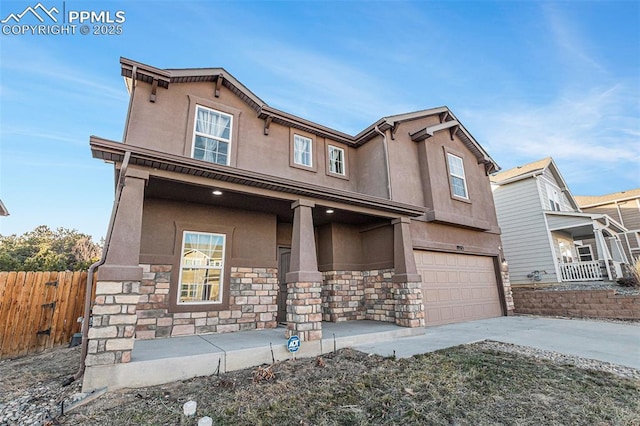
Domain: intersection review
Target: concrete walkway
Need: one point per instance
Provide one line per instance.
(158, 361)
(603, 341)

--*--

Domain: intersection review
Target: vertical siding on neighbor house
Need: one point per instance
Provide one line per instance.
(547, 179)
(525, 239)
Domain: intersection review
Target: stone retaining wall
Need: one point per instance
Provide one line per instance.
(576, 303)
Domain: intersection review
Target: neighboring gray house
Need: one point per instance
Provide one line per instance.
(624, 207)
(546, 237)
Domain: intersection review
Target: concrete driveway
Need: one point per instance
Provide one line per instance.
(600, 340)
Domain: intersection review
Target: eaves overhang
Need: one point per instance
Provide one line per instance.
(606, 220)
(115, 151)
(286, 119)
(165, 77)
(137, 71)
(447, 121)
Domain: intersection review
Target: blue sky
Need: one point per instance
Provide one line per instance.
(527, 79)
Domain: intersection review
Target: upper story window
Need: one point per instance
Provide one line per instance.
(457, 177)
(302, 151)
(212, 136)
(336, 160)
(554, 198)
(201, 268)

--*--

**TASK OBJECTIVE:** Among the lines above, count those containing the word "concrete" and write only the number.

**PROBLEM SOLUTION:** 2